%%

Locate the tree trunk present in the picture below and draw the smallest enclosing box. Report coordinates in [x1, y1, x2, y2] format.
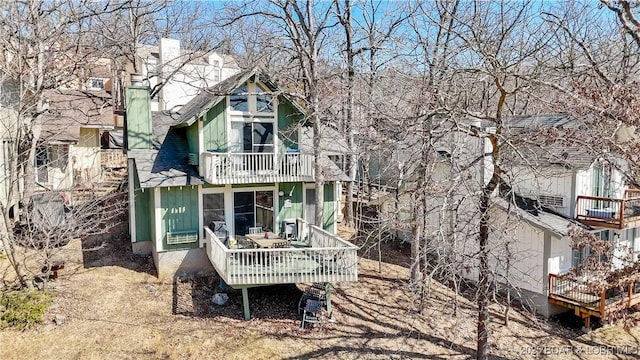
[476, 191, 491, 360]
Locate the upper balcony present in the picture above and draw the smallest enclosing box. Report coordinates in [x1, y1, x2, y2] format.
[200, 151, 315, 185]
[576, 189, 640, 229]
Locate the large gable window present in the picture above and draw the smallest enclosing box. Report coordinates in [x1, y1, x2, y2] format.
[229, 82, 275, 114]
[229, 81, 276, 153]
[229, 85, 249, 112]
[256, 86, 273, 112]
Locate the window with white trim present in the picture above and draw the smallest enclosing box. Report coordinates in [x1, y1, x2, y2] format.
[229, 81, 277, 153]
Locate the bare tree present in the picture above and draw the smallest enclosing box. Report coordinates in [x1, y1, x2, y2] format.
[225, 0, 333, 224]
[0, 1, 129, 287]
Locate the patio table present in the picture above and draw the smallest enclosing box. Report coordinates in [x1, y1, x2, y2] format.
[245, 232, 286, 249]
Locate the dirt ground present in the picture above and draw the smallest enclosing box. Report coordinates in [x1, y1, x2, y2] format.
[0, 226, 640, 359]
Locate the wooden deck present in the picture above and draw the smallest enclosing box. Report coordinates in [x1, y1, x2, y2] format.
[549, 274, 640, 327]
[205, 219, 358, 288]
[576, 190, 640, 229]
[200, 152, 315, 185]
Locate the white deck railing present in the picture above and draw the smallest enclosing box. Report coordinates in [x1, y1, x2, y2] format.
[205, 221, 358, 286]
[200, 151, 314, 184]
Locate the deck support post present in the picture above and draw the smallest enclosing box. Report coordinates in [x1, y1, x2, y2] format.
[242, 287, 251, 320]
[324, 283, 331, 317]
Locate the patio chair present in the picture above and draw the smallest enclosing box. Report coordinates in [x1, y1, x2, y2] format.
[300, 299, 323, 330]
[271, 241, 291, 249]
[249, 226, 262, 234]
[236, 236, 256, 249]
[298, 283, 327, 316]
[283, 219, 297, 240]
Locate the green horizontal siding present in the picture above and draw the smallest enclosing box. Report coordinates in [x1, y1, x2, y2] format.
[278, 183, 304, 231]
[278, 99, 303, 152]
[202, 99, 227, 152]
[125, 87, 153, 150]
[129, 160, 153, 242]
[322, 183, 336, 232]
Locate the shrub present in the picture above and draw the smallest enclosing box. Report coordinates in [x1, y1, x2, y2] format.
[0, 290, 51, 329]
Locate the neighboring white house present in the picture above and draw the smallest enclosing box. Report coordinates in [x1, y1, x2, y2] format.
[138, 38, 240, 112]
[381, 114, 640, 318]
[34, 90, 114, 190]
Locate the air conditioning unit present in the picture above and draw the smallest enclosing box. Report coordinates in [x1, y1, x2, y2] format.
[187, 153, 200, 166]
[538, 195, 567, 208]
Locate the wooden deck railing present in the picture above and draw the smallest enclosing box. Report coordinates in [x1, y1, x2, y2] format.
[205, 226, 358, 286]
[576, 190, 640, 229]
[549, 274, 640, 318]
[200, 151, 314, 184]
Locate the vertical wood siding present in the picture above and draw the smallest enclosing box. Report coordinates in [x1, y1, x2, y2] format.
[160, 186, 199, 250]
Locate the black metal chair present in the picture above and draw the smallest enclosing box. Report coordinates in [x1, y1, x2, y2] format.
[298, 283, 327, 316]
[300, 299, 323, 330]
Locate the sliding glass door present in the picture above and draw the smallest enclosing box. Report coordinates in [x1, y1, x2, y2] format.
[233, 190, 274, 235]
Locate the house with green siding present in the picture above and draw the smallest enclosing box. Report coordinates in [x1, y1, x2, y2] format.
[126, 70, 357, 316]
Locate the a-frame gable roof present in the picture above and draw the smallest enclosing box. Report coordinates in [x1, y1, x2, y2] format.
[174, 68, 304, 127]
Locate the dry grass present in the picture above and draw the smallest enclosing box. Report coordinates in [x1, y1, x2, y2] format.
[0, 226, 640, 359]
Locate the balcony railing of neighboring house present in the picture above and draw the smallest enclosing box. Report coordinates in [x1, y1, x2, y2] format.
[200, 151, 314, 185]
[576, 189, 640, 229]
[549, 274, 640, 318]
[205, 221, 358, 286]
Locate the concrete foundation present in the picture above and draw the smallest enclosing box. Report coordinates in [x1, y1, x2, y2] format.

%%

Reproduce the listing word for word, from its first line up to and including the line with "[229, 81, 277, 153]". Leave the pictures out.

» ANSWER TO THIS PROBLEM:
Locate the tree trunk present in the picture below and draw the smallest enclosing box. Report coordinates in [x1, y1, x2, y2] format.
[476, 191, 491, 360]
Locate the upper balcony present in the picture above and draw the smallest enclosing box. Report coordinates in [x1, y1, x2, y2] format.
[200, 151, 315, 185]
[576, 189, 640, 229]
Locate the large gable window present in the picture above and draw the smallest enclosing box. Report coordinates in [x1, y1, x2, y2] format.
[229, 82, 275, 114]
[229, 81, 276, 153]
[229, 85, 249, 112]
[256, 86, 273, 112]
Locate the window with white trim present in the picture above and draw the smallest enclosing box. Report coordinates in [x1, y1, x2, y2] format.
[229, 81, 277, 153]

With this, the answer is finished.